CHALLENGE: Write out every line of the records below word for word, leaving out the pictures.

───── INPUT FOR THIS TASK

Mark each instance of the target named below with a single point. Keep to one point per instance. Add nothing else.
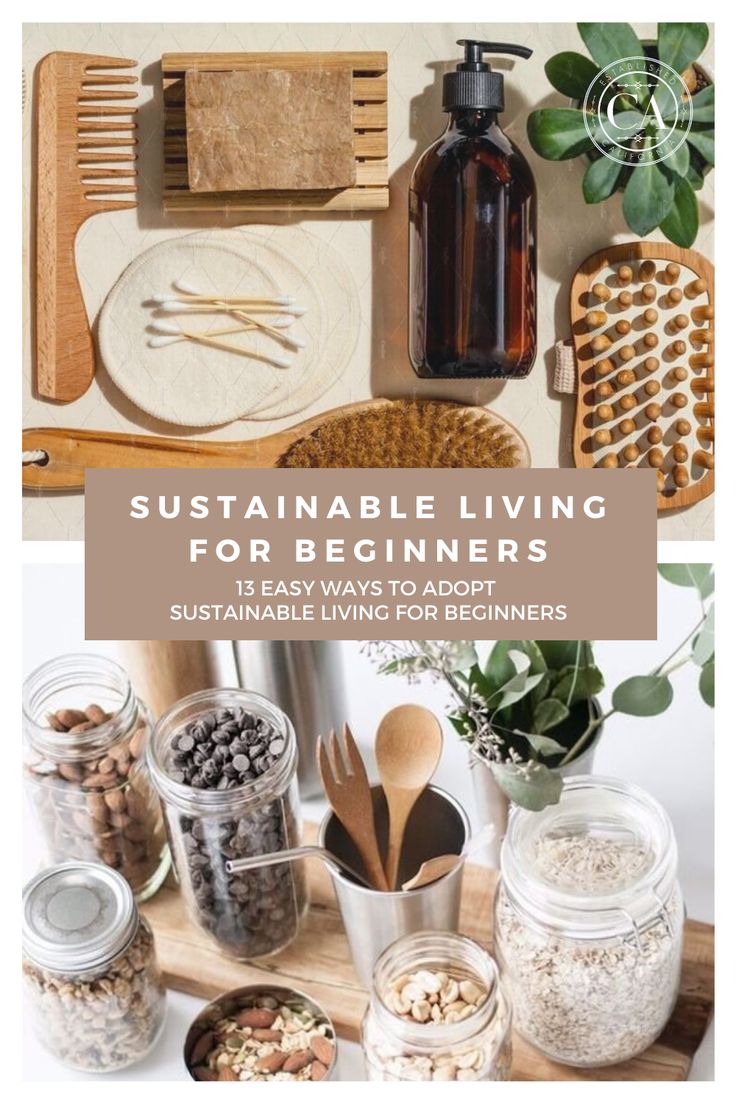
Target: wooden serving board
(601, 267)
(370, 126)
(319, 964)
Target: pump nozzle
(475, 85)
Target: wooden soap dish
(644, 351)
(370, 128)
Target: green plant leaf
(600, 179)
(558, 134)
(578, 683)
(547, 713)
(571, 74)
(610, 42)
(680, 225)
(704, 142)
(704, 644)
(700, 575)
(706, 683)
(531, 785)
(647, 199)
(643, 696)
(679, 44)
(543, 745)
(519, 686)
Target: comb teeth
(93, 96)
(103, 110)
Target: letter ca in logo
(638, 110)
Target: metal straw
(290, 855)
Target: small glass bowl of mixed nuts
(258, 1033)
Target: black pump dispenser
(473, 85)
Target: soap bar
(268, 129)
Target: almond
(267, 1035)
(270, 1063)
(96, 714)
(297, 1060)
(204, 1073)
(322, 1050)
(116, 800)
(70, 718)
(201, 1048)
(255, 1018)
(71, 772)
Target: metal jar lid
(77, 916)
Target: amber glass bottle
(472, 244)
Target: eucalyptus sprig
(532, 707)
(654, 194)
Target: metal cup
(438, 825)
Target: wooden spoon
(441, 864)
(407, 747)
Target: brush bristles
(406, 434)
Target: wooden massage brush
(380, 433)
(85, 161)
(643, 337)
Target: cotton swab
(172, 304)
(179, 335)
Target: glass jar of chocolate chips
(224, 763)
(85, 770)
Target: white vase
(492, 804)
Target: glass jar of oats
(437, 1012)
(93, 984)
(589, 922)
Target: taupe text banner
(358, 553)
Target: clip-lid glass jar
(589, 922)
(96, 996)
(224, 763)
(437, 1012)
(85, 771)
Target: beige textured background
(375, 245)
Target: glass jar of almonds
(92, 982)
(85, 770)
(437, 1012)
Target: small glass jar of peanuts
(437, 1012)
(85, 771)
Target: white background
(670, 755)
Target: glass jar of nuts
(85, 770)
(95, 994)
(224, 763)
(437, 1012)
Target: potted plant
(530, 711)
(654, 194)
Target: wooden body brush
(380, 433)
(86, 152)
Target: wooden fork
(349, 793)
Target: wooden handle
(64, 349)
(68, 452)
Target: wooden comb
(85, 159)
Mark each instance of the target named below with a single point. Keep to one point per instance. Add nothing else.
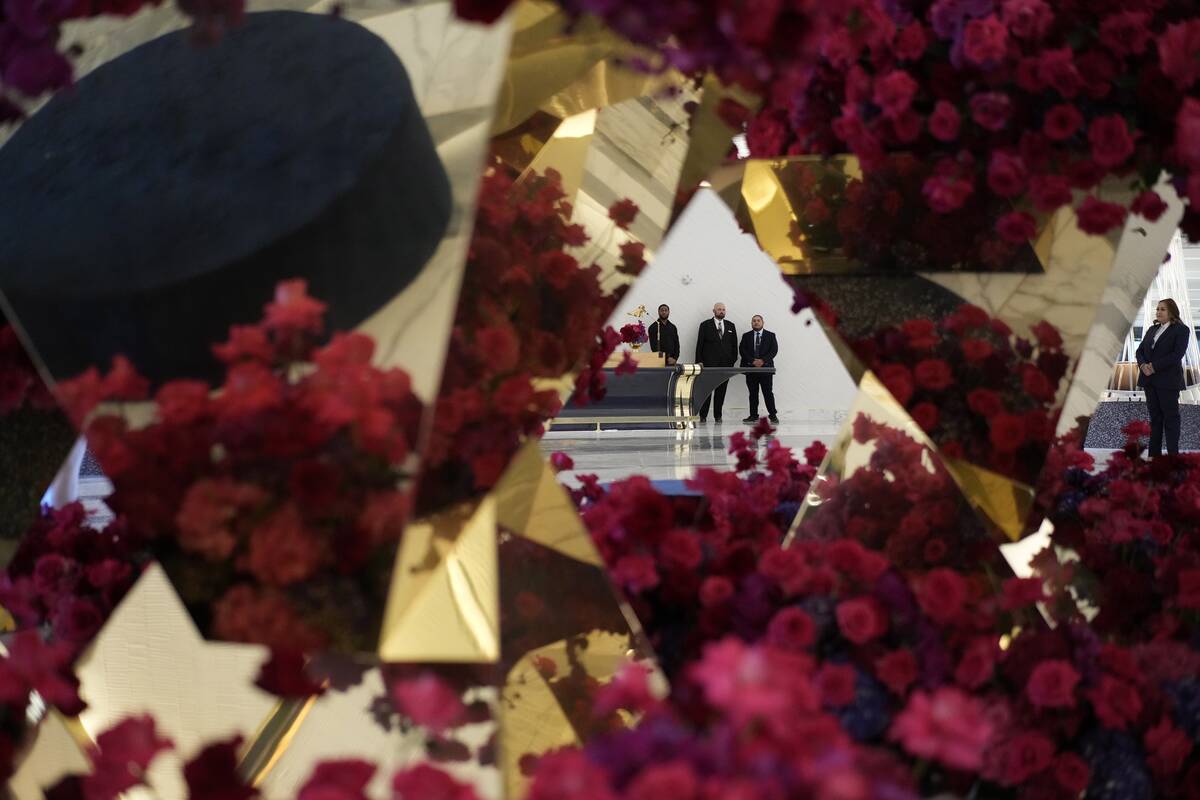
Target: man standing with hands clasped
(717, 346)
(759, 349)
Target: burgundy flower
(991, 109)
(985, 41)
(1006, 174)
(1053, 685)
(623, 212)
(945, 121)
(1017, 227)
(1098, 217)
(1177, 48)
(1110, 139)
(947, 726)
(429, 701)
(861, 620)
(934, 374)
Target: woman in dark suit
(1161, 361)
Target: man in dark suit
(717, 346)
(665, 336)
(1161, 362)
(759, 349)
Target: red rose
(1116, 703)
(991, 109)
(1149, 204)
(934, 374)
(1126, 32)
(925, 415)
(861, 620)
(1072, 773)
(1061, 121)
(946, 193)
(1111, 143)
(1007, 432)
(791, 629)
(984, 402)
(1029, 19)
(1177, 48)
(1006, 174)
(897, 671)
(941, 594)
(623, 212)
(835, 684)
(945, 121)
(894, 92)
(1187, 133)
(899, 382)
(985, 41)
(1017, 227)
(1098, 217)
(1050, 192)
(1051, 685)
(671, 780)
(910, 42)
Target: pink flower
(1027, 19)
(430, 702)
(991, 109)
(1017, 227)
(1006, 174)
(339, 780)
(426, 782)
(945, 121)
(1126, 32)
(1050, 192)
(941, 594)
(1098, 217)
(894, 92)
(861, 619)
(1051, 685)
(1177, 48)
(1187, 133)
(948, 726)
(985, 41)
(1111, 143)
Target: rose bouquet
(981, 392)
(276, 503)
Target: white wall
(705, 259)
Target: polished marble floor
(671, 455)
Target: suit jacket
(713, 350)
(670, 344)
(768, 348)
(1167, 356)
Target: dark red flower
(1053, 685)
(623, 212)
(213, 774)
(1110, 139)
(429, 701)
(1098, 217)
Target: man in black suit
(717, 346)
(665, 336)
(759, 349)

──────────

RESPONSE TO THIS TASK:
Mark each instance of the target named below with a single point. Keep to one point per instance. Add nothing else.
Target: wooden serving board
(601, 267)
(370, 126)
(319, 964)
Target: pump nozzle
(475, 85)
Target: wooden soap dish
(644, 351)
(370, 128)
Target: green plant leaf
(600, 179)
(558, 134)
(578, 683)
(547, 713)
(571, 74)
(610, 42)
(680, 225)
(704, 142)
(704, 644)
(700, 575)
(706, 683)
(531, 785)
(647, 199)
(643, 696)
(679, 44)
(543, 745)
(519, 686)
Target: comb teeth
(93, 96)
(103, 110)
Target: letter ca in logo
(638, 110)
Target: metal straw
(290, 855)
Target: small glass bowl of mixed nuts
(258, 1033)
Target: black pump dispenser
(473, 85)
Target: soap bar
(268, 129)
Target: almond
(267, 1035)
(270, 1063)
(96, 714)
(297, 1060)
(204, 1073)
(322, 1050)
(116, 800)
(70, 718)
(201, 1048)
(255, 1018)
(71, 772)
Target: metal jar lid
(77, 916)
Target: amber glass bottle
(472, 244)
Target: eucalyptus sprig
(532, 707)
(654, 194)
Target: metal cup
(438, 825)
Target: wooden spoon
(441, 864)
(407, 747)
Target: brush bristles
(406, 434)
Target: wooden massage brush
(380, 433)
(85, 161)
(643, 337)
Target: cotton swab
(172, 304)
(179, 335)
Target: glass jar of chocolate chips
(224, 763)
(85, 770)
Target: white vase
(492, 804)
Target: glass jar of oats
(437, 1012)
(93, 984)
(589, 922)
Target: taupe text banner
(358, 553)
Target: clip-lid glass jar
(589, 922)
(96, 996)
(224, 763)
(437, 1012)
(85, 771)
Target: beige textured background
(375, 245)
Target: glass jar of almonds
(92, 982)
(85, 770)
(437, 1012)
Target: small glass jar of peanuts
(437, 1012)
(85, 771)
Target: white background
(670, 755)
Target: glass jar of nuts
(85, 770)
(95, 994)
(224, 763)
(437, 1012)
Target: potted plant
(530, 711)
(654, 194)
Target: wooden body brush
(380, 433)
(86, 152)
Target: wooden fork
(349, 793)
Target: wooden handle
(64, 349)
(68, 452)
Target: wooden comb
(85, 159)
Mark each instance of the target named below with a single point. Keep to one point per instance. Add nothing else.
Target: man standing with hands clasped
(717, 346)
(759, 349)
Target: burgundy flower
(991, 109)
(985, 41)
(1006, 174)
(1053, 685)
(623, 212)
(945, 121)
(1017, 227)
(1098, 217)
(1177, 48)
(1110, 139)
(947, 726)
(429, 701)
(861, 620)
(934, 374)
Target: woman in dark suit
(1161, 361)
Target: man in dark suit
(717, 346)
(665, 336)
(1161, 362)
(759, 349)
Target: red rose
(1116, 703)
(991, 109)
(1149, 204)
(934, 374)
(1126, 32)
(925, 415)
(861, 620)
(1072, 773)
(1061, 121)
(946, 193)
(1111, 143)
(1007, 432)
(791, 629)
(984, 402)
(1029, 19)
(1177, 48)
(1006, 174)
(897, 671)
(941, 594)
(623, 212)
(835, 684)
(945, 121)
(894, 92)
(1187, 133)
(899, 382)
(985, 41)
(1017, 227)
(1098, 217)
(1050, 192)
(1051, 685)
(671, 780)
(910, 42)
Target: pink flower
(1027, 19)
(430, 702)
(991, 109)
(1017, 227)
(1006, 174)
(339, 780)
(426, 782)
(945, 121)
(1126, 32)
(1050, 192)
(941, 594)
(1098, 217)
(894, 92)
(861, 619)
(1051, 685)
(1177, 48)
(1187, 133)
(948, 726)
(985, 41)
(1111, 143)
Target: rose bouquet
(981, 392)
(276, 503)
Target: white wall
(705, 259)
Target: polished marble floor
(671, 455)
Target: suit jacket
(713, 350)
(670, 344)
(768, 348)
(1167, 356)
Target: dark red flower
(1053, 685)
(623, 212)
(213, 774)
(1110, 139)
(429, 701)
(1098, 217)
Target: man in black suit
(717, 346)
(665, 336)
(759, 349)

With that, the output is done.